## ASSIGNMENT A
Please say whether each statement agrees with the MERS case guidance below, answering yes or no and quoting the words of the guidance that decide it. (i) A stay in a healthcare facility in the Republic of Korea counts only if it falls within 14 days before symptom onset. (ii) Confirmatory laboratory testing requires a positive PCR on at least three genomic targets. (iii) Patients whose exposure history is equivocal should be evaluated and discussed with public health departments case by case.
## ASSIGNMENT B
Extract from the MERS case guidance the stretch from "A history of travel" through "departments in the US.".
## ASSIGNMENT C
Continue the MERS case guidance from where it stops.

BEGIN SOURCE TEXT

A person who has both clinical features and an epidemiologic risk should be considered a patient under investigation (PUI) based on one of the following scenarios:
Fever and pneumonia or acute respiratory distress syndrome (based on clinical or radiological evidence)
A history of travel from countries in or near the Arabian Peninsula1 within 14 days before symptom onset,or close contact2 with a symptomatic traveler who developed fever and acute respiratory illness (not necessarily pneumonia) within 14 days after traveling from countries in or near the Arabian Peninsula1.
– or –
A history of being in a healthcare facility (as a patient, worker, or visitor) in the Republic of Korea within 14 days before symptom onset.
– or –
A member of a cluster of patients with severe acute respiratory illness (e.g., fever and pneumonia requiring hospitalization) of unknown etiology in which MERS-CoV is being evaluated, in consultation with state and local health departments in the US.
Fever and symptoms of respiratory illness (not necessarily pneumonia; e.g., cough, shortness of breath)
A history of being in a healthcare facility (as a patient, worker, or visitor) within 14 days before symptom onset in a country or territory in or near the Arabian Peninsula in which recent healthcare-associated cases of MERS have been identified.
Fever or symptoms of respiratory illness (not necessarily pneumonia; e.g., cough, shortness of breath)
Close contact2 with a confirmed MERS case while the case was ill.
The above criteria serve as guidance for testing; however, patients should be evaluated and discussed with public health departments on a case-by-case basis if their clinical presentation or exposure history is equivocal (e.g., uncertain history of health care exposure).
A confirmed case is a person with laboratory confirmation of MERS-CoV infection. Confirmatory laboratory testing requires a positive PCR on at least two specific genomic targets or a single positive target with sequencing on a second.

END SOURCE TEXT
BEGIN EXTRACTED ENTRIES

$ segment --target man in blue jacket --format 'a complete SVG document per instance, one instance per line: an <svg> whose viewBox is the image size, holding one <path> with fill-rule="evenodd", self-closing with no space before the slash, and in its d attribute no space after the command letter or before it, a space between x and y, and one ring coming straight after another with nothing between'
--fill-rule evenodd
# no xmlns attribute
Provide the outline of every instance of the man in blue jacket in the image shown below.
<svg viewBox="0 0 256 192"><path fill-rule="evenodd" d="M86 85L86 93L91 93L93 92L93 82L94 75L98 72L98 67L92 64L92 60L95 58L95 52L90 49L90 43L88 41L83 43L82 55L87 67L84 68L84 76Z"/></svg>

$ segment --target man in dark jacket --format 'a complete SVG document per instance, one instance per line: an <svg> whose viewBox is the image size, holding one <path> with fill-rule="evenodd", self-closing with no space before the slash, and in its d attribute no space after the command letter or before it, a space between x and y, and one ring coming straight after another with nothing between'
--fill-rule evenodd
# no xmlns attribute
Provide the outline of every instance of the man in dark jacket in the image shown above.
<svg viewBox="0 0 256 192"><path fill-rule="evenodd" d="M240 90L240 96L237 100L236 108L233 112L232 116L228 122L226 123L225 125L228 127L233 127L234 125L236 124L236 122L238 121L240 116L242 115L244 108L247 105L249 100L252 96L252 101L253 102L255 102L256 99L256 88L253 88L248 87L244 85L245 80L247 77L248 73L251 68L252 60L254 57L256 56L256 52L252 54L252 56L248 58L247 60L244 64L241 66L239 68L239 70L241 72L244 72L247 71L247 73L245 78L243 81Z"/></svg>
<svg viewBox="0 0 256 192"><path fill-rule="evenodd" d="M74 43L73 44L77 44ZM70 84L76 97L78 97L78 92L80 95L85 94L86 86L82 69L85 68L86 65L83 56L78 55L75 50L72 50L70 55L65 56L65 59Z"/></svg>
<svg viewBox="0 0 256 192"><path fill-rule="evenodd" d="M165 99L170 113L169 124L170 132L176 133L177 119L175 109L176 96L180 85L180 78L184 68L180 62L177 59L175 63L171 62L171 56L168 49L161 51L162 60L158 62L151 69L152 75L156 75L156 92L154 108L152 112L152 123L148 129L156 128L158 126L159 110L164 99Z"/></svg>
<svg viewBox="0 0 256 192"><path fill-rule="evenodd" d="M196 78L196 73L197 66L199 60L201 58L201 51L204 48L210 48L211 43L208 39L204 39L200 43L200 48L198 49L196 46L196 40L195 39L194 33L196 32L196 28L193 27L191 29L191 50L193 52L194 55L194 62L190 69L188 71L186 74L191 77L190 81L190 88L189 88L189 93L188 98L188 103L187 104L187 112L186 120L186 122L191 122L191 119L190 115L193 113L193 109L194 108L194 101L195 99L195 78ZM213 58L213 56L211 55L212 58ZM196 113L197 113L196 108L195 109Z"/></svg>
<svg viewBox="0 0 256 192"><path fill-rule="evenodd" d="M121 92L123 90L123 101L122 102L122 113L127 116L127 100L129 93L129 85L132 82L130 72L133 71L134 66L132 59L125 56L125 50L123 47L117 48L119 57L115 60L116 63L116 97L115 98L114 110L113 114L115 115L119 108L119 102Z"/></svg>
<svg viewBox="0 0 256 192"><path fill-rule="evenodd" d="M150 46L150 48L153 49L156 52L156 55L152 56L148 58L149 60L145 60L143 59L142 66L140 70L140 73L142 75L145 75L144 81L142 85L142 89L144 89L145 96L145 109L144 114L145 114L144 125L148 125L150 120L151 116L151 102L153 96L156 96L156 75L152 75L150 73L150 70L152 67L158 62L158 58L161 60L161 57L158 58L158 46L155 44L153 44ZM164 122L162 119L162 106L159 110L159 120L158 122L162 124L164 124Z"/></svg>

END EXTRACTED ENTRIES

## EXPECTED OUTPUT A
(i) Yes: "in the Republic of Korea within 14 days before symptom onset."
(ii) No: "a positive PCR on at least two specific genomic targets or a single positive target with sequencing on a second."
(iii) Yes: "patients should be evaluated and discussed with public health departments on a case-by-case basis if their clinical presentation or exposure history is equivocal"

## EXPECTED OUTPUT B
A history of travel from countries in or near the Arabian Peninsula1 within 14 days before symptom onset,or close contact2 with a symptomatic traveler who developed fever and acute respiratory illness (not necessarily pneumonia) within 14 days after traveling from countries in or near the Arabian Peninsula1.
– or –
A history of being in a healthcare facility (as a patient, worker, or visitor) in the Republic of Korea within 14 days before symptom onset.
– or –
A member of a cluster of patients with severe acute respiratory illness (e.g., fever and pneumonia requiring hospitalization) of unknown etiology in which MERS-CoV is being evaluated, in consultation with state and local health departments in the US.

## EXPECTED OUTPUT C
A probable case is a PUI with absent or inconclusive laboratory results for MERS-CoV infection who is a close contact2 of a laboratory-confirmed MERS-CoV case. Examples of laboratory results that may be considered inconclusive include a positive test on a single PCR target, a positive test with an assay that has limited performance data available, or a negative test on an inadequate specimen.Top of Page
- Countries considered in the Arabian Peninsula and neighboring include: Bahrain; Iraq; Iran; Israel, the West Bank, and Gaza; Jordan; Kuwait; Lebanon; Oman; Qatar; Saudi Arabia; Syria; the United Arab Emirates (UAE); and Yemen.
- Close contact is defined as: a) being within approximately 6 feet (2 meters) or within the room or care area for a prolonged period of time (e.g., healthcare personnel, household members) while not wearing recommended personal protective equipment (i.e., gowns, gloves, respirator, eye protection– see Infection Prevention and Control Recommendations); or b) having direct contact with infectious secretions (e.g., being coughed on) while not wearing recommended personal protective equipment (i.e., gowns, gloves, respirator, eye protection – see Infection Prevention and Control Recommendations). Data to inform the definition of close contact are limited. At this time, brief interactions, such as walking by a person, are considered low risk and do not constitute close contact.